## TEXT SECTION:
# Tracking Dog list for 2021-2022



## wildlands

If you were on here last year and got dropped due to not being in GON let me know and I will get you added back on.

Mistakes hunters make before calling in a tracking dog.
These are things that I have run into over the last few years. This is not an all inclusive list of mistakes as I am sure I will continue to see new things the more I track.

The most common mistake is that hunters walk down the middle of the blood trail. Then when they get to were the blood runs out they start walking all over the place. This transfers blood from their boots to places the deer did not go. When the dog gets there to track and gets to this point on the trail they have to spend a lot of time unraveling this false blood trail that is now laid out. There is not a good solution other than to try to be careful and walk to the side of the trail were possibly.

Mistake number 2 is that the hunter does not visually or physically mark where the deer was standing when they shot. This point can be very important to a tracker in that a lot of information can be gained by looking at the color of hair at the hit site along with any bone that might be there.

Mistake 3 is that they do not know who their neighbors are or how to get in contact with them in case the deer travels across property lines. In many states it is illegal to cross property lines without permission even to track a wounded deer. A solution is to go ahead and make arrangements with your neighbors ahead of time just in case. This will help when late at night you come to a property line and you are trying to find out who owns the property. You will be very disappointed when the tracker and his dog call it quits, so get permission ahead of time.

Mistake 4 is not being prepared for tracking at night. A pen light works fine for walking into the woods but when you need to see the minutest sign you need a very good bright light. Bring several good lights just in case your batteries die or a bulb blows.

Mistake 5, not marking their progress along the track to the point of loss. Marking the trail helps the tracker to see that their dog is following the right blood trail to the point of loss. If the blood trail is very light the handler may not see any blood as they will be watching their dog’s reaction. By marking the last spot of blood the handler will know that at that point there might be a lot of false trails, see mistake #1Mistake 6 pushing the deer. If the deer travels out of site after the shot give it 30 to 45 minutes. As soon as you start tracking and see that the animal may travel a great distance or that it is a poor shot back out and give it at least 4 hrs if the temperature will allow and you are not worried about coyotes. If there are signs of a gut shot wait 6 to 8 hrs before begining to track again. Most mortally wounded deer will try to lie down within 200-300 yards. But if pushed out of the bed can travel great distance before expiring .

## PROVIDED DATA:
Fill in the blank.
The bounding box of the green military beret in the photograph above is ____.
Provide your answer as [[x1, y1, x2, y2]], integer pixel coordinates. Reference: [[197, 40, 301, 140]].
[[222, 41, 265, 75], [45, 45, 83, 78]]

## TASKS:
[a] Please repeat the tracking dog post from "Mistake number 2" to "ahead of time.".
[b] According to the tracking dog post, how long should a hunter wait before tracking again if there are signs of a gut shot?
[c] Decide whether each statement agrees with the tracking dog post, answering yes or no and quoting the words that settle it.
(i) A pen light is enough to see the smallest sign at night.
(ii) In many states, crossing a property line without permission is illegal even when tracking a wounded deer.
(iii) Most mortally wounded deer travel more than 500 yards before trying to lie down.

## SOLUTION LIST:
[a]
Mistake number 2 is that the hunter does not visually or physically mark where the deer was standing when they shot. This point can be very important to a tracker in that a lot of information can be gained by looking at the color of hair at the hit site along with any bone that might be there.

Mistake 3 is that they do not know who their neighbors are or how to get in contact with them in case the deer travels across property lines. In many states it is illegal to cross property lines without permission even to track a wounded deer. A solution is to go ahead and make arrangements with your neighbors ahead of time just in case. This will help when late at night you come to a property line and you are trying to find out who owns the property. You will be very disappointed when the tracker and his dog call it quits, so get permission ahead of time.

[b] 6 to 8 hours.

[c]
(i) No: "when you need to see the minutest sign you need a very good bright light"
(ii) Yes: "In many states it is illegal to cross property lines without permission even to track a wounded deer."
(iii) No: "Most mortally wounded deer will try to lie down within 200-300 yards."